Locate each line in the material below that contains the word "tower" and copy those lines.

——————————

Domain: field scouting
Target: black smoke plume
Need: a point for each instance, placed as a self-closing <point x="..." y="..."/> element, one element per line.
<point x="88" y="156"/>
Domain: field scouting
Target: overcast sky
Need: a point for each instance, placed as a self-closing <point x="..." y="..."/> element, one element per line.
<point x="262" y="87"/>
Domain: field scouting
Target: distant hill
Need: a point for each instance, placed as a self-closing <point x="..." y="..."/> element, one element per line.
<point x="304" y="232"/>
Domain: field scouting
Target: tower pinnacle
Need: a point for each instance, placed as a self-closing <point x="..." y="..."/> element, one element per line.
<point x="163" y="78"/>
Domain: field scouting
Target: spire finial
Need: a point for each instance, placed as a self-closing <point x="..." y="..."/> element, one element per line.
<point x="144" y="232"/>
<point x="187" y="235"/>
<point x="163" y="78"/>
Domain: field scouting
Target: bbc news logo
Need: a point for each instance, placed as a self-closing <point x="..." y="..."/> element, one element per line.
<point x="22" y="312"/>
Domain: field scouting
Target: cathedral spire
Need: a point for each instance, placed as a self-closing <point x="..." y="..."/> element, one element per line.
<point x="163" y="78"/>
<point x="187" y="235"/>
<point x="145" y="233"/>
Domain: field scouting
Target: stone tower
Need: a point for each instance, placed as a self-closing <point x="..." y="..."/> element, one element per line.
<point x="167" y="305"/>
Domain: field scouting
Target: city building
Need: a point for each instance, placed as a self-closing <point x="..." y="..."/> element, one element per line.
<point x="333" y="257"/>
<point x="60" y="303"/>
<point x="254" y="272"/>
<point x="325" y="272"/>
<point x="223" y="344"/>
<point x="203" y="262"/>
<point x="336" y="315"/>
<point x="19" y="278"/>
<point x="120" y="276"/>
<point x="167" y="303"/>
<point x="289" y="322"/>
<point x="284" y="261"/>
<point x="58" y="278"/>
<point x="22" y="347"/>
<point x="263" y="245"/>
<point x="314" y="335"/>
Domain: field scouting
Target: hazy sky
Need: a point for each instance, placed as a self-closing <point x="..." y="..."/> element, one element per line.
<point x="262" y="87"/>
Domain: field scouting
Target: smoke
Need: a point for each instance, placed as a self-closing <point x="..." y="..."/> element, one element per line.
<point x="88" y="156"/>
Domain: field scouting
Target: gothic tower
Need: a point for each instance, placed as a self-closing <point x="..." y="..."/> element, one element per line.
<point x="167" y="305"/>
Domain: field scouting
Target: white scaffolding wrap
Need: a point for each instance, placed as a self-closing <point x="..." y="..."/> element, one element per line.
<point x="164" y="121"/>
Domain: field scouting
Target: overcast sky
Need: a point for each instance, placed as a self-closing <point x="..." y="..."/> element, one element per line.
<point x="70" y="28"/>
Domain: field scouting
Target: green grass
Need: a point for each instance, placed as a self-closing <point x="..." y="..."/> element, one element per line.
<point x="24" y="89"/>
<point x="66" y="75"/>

——————————

WORKED SOLUTION ->
Target: tower pinnacle
Target: stone tower
Target: gothic tower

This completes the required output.